** READING TEXT follows **

Among the various ideal values of every alternative, there are the following values: ${\breve{\mathscr{B}}}^{+} = \begin{bmatrix} (0.9695, 0.6392); [1, 1], [1, 1], [0, 0] \end{bmatrix}$ and ${\breve{\mathscr{B}}}^{-} = \begin{bmatrix} (0.7816, 0.8167);[0, 0], [0, 0], [1, 1] \end{bmatrix}.$ There is an ED between every alternative with various values $\mathscr{D}^{+}_{1} = 0.0587, \mathscr{D}^{+}_{2} = 0.0924, \mathscr{D}^{+}_{3} = 0.0248, \mathscr{D}^{+}_{4} = 0.0806, \mathscr{D}^{+}_{5} = 0.1009$ and $\mathscr{D}^{-}_{1} = 0.2148, \mathscr{D}^{-}_{2} = 0.1785, \mathscr{D}^{-}_{3} = 0.2435, \mathscr{D}^{-}_{4} = 0.1879, \mathscr{D}^{-}_{5} = 0.1730.$ The relative closeness values are $\mathscr{D}^{*}_{1}0.7852, \mathscr{D}^{*}_{2} = 0.6590, \mathscr{D}^{*}_{3} = 0.9074, \mathscr{D}^{*}_{4} = 0.6998, \mathscr{D}^{*}_{5} = 0.6315.$ The ranking of every alternative is $\mathscr{B}_{3} > \mathscr{B}_{1} > \mathscr{B}_{4} > \mathscr{B}_{2} > \mathscr{B}_{5}$ .

6.4. Sensitivity analysis

A $q$ -rung log PyNVNN is converted to an NFN. The $q$ -rung log PyNVNWA, $q$ -rung log PyNVNWG, $q$ -rung log GPyNVNWA and $q$ -rung log GPyNVNWG operators satisfy the properties of associativity, boundedness, and monotonicity. When $q = 1$ , this study converts the $q$ -rung log GPyNVNWA operator to the $q$ -rung log PyNVNWA operator. Regarding the for $q = 1$ output depicted in , the $q$ -rung log GPyNVNWG operator is converted into the $q$ -rung log PyNVNWG operator. Using the $q$ -rung log PyNVNWA method, if $q = 1$ , then the ranking of alternatives is $\mathscr{B}_{3} > \mathscr{B}_{1} > \mathscr{B}_{4} > \mathscr{B}_{5} > \mathscr{B}_{2}$ . If $q = 2$ , then the ranking of alternatives in a new order is $\mathscr{B}_{3} > \mathscr{B}_{1} > \mathscr{B}_{4} > \mathscr{B}_{2} > \mathscr{B}_{5}$ . Thus, the robotic $\mathscr{B}_{5}$ becomes the robotic $\mathscr{B}_{2}$ as the best alternative. As well, one can apply the $q$ -rung log PyNVNWG, the $q$ -rung log GPyNVNWA, and the $q$ -rung log GPyNVNWG operators.

Figure 4. Different

$q$ values.

** End of READING TEXT **
** DATA EXCERPTS follows **

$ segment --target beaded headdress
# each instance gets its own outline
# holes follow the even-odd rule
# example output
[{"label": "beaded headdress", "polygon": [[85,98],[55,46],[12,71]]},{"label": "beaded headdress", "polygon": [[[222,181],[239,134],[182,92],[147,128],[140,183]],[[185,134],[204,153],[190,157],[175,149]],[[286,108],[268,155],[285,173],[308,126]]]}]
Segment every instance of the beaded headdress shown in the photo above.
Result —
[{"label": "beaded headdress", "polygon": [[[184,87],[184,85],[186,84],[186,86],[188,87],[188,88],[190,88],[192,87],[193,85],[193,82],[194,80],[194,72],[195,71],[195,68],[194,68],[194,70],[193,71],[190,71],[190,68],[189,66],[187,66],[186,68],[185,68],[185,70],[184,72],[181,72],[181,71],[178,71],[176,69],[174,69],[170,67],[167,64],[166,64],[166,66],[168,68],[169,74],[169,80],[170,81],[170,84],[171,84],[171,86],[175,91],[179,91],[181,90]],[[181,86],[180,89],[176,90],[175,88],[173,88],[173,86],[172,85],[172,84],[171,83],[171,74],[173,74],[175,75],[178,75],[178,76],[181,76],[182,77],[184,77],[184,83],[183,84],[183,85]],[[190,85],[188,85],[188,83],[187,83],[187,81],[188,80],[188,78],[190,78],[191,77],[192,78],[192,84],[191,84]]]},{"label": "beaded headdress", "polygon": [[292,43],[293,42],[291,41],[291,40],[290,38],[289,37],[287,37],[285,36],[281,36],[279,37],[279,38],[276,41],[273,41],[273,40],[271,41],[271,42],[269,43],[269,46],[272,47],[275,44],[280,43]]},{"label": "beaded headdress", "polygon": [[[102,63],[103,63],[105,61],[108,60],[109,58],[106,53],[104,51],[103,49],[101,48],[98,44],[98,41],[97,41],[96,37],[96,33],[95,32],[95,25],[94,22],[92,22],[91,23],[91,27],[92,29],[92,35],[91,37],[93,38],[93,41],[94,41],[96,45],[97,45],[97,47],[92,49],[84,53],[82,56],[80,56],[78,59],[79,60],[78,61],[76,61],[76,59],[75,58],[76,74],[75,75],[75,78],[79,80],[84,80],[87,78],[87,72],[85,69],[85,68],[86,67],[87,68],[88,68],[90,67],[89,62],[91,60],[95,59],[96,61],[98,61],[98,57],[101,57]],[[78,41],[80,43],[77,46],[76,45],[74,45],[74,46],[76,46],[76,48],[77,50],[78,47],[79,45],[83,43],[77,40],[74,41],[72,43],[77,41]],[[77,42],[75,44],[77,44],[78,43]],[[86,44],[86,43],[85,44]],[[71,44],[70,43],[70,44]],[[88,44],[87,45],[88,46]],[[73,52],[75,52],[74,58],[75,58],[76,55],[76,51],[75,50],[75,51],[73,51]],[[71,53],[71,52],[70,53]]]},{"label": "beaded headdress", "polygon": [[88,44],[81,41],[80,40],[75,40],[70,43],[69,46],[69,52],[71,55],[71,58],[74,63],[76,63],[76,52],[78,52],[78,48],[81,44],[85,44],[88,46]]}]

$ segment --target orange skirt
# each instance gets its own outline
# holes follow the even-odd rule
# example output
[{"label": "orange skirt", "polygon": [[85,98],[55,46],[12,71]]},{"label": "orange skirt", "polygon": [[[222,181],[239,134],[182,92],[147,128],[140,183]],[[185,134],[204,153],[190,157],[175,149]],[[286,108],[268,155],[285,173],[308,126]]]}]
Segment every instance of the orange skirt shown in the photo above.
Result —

** End of DATA EXCERPTS **

* [TO DO]
Answer these questions using the excerpt on ranking alternatives.
1. What is the D+ value given for the third alternative?
2. Which three properties do the four operators satisfy?
3. Using the q-rung log PyNVNWA method with q = 1, what is the ranking of alternatives?
The collected data has no connection to the text.

* [SOLUTION TO THIS PROBLEM]
1. 0.0248
2. Associativity, boundedness, and monotonicity.
3. B3 > B1 > B4 > B5 > B2